◆ **EXERCISE DIRECTIONS**: Please retype all of the material below, reproducing every line word for word.

◆ **GIVEN DATA**:
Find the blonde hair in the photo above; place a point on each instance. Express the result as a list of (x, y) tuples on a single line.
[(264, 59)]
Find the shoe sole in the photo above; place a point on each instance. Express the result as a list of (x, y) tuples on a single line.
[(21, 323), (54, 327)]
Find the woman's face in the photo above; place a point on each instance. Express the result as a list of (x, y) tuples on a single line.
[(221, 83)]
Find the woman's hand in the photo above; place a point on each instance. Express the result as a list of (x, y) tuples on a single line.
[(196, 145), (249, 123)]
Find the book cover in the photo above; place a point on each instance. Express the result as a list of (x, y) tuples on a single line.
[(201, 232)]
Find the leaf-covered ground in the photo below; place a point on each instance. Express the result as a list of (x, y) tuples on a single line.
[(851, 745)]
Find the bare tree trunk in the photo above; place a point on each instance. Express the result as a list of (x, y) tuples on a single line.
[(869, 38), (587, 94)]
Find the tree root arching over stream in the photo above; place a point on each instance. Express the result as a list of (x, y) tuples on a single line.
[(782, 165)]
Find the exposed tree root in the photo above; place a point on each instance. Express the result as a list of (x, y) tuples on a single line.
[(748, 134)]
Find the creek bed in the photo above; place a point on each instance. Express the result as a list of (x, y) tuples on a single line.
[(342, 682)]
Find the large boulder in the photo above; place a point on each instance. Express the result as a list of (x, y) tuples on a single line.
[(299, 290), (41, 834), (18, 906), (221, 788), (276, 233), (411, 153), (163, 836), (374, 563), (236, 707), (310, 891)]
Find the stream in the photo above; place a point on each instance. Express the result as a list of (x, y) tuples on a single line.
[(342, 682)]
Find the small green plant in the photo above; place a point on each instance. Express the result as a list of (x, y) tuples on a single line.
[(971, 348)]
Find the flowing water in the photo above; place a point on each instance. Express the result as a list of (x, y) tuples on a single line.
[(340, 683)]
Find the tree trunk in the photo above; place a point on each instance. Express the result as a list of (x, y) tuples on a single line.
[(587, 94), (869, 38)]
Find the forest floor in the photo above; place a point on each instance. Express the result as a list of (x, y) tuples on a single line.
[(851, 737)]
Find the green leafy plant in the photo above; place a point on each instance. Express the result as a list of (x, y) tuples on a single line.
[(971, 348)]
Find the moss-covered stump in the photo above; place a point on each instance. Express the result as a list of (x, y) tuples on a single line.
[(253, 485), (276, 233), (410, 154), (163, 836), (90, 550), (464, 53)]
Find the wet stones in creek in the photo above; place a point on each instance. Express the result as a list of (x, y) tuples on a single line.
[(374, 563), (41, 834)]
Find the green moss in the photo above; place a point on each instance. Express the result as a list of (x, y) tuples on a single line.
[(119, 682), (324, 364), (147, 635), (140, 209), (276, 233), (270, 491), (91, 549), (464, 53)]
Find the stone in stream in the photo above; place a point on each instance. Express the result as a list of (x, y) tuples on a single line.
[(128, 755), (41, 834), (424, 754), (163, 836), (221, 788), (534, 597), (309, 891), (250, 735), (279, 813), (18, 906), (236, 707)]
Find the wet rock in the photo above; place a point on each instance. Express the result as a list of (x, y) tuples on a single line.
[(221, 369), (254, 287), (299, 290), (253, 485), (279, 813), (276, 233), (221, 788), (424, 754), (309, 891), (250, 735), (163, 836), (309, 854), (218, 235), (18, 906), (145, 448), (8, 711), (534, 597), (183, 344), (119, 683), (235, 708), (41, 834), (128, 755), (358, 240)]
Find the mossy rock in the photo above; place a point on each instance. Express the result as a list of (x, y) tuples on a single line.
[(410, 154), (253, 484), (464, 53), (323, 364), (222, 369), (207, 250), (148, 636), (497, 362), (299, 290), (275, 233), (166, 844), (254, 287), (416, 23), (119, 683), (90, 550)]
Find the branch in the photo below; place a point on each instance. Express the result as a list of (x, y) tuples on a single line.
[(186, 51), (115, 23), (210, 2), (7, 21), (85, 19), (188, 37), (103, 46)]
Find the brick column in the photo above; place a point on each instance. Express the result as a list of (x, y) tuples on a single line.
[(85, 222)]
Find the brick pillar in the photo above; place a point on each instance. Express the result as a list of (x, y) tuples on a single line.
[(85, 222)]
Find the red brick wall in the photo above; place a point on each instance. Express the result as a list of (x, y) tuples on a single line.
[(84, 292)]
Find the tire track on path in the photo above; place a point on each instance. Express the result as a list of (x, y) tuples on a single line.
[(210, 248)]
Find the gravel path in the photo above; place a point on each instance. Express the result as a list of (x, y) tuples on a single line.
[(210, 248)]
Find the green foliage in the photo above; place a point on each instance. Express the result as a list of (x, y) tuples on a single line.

◆ **SOLVED PROBLEM**:
Find the blonde hair in the photo above; place a point on each instance. Express the result as a list of (x, y) tuples on a single line.
[(264, 59)]
Find the shoe sole in the photo above; place a point on each instance. Express the result as a list of (x, y) tuples on a single line.
[(21, 323), (54, 327)]
Find the woman's face in the photo above; place a point on each instance. Express the result as a list of (x, y) tuples on a single line.
[(221, 83)]
Find the woman's hand in the photo above; place a point on each instance. Express the result as a list of (x, y) tuples on a single line.
[(196, 145), (249, 123)]
Find the book cover in the photo above; place a point on each instance. Express the result as a list of (x, y) tuples on a single line.
[(201, 232)]
Find the leaf-covered ground in the photo below; place a point on each instance. Express the result as a list of (x, y) tuples on a single line.
[(851, 745)]
Find the bare tree trunk in the photo above; place a point on each instance. Express the result as a list of (x, y) tuples on a single line.
[(869, 38), (587, 94)]
Find the tree root arching over stream in the photo above; place a point on each instance. Express the result as a list of (x, y) tuples on a single line.
[(782, 165)]
Find the exposed tree root in the photo above; place a point on each instance. Express the result as a list of (x, y) tuples on a single line.
[(748, 134)]
Find the creek bed in the photo above; place a point on each instance. Express the result as a list of (x, y) tuples on a single line.
[(342, 682)]
Find the large boulder in the photo above; place a point on each instance. Express the result as a list of (x, y) tuples on a single line.
[(299, 290), (41, 834), (18, 906), (221, 788), (276, 233), (411, 153), (163, 836), (374, 563), (236, 707), (310, 891)]
Find the stream in the photo above; place a point on each instance. Express the result as a list of (x, y) tuples on a single line.
[(342, 682)]
Find the small green plant in the photo above; place a point on each instance. Express the result as a list of (x, y) tuples on a single line.
[(971, 348)]
Find the flowing water in the photo above; place a point on each instance. Express the result as a list of (x, y) tuples on a single line.
[(340, 683)]
Find the tree trunk in the photo above; place a point on each instance. Express the result as a list of (x, y) tuples on a single line.
[(587, 94), (869, 38)]
Find the forest floor in the photo above; place a point on each instance. Express the result as a list of (x, y) tuples on a single line.
[(851, 737)]
Find the green leafy plant in the photo above; place a point on each instance. Express the result as a list of (x, y) tuples on a single line.
[(971, 348)]
Find the moss-covered stump in the photo above; place a point on each instance. Express the result as a list of (x, y) tuples on a single line.
[(253, 485), (276, 233), (410, 154), (163, 836), (90, 550), (464, 53)]
Find the wet stones in creek in the photo above; place a point on each instance. Express the result as a list of (x, y) tuples on a single line.
[(374, 563), (41, 834)]
Find the green moss in the photo above; place a point on each instance. Express the result as a list of (x, y) tuples on a single line.
[(119, 682), (324, 364), (147, 635), (140, 209), (276, 233), (270, 491), (91, 549), (464, 53)]
Find the stone in stream in the photo above; place a point on each instance. Express the result as a list of (x, y) tuples on a single line.
[(128, 755), (41, 834), (424, 754), (163, 836), (221, 788), (534, 597), (309, 891), (250, 735), (279, 813), (18, 906), (236, 707)]
Find the wet rock in the photo above; place a point on each instance. Express the result as a list of (x, y) tuples on a single line.
[(221, 369), (254, 287), (299, 290), (253, 485), (279, 813), (276, 233), (221, 788), (424, 754), (309, 891), (250, 735), (163, 836), (309, 854), (218, 235), (18, 906), (145, 448), (8, 711), (534, 597), (183, 344), (119, 683), (235, 708), (41, 834), (128, 755), (358, 240)]
Find the mossy rock in the photo above; place a point on each instance. Express the result as a list of (x, y) tuples on a single line.
[(410, 154), (253, 484), (464, 53), (323, 364), (222, 369), (207, 250), (148, 636), (497, 362), (299, 290), (275, 233), (166, 844), (254, 287), (416, 23), (119, 683), (90, 550)]
Find the branch in the photo below; place a point on each instance. Express the result as a list of (x, y) tuples on a single line.
[(186, 51), (115, 23), (210, 2), (7, 21), (85, 19), (188, 37), (103, 46)]
Find the brick column in the photo above; place a point on each instance. Express the result as a list of (x, y) tuples on a single line.
[(85, 222)]
Find the brick pillar in the photo above; place a point on each instance. Express the result as a list of (x, y) tuples on a single line.
[(85, 222)]
Find the red brick wall in the photo above; place a point on each instance. Express the result as a list of (x, y) tuples on a single line.
[(84, 292)]
Find the tire track on path in the photo above; place a point on each instance. Express the result as a list of (x, y) tuples on a single line.
[(210, 248)]
Find the gravel path in the photo above; place a point on each instance. Express the result as a list of (x, y) tuples on a single line.
[(210, 248)]
Find the green foliage in the photo above; place a point on each instance. Express the result as a list of (x, y) tuples on a single line.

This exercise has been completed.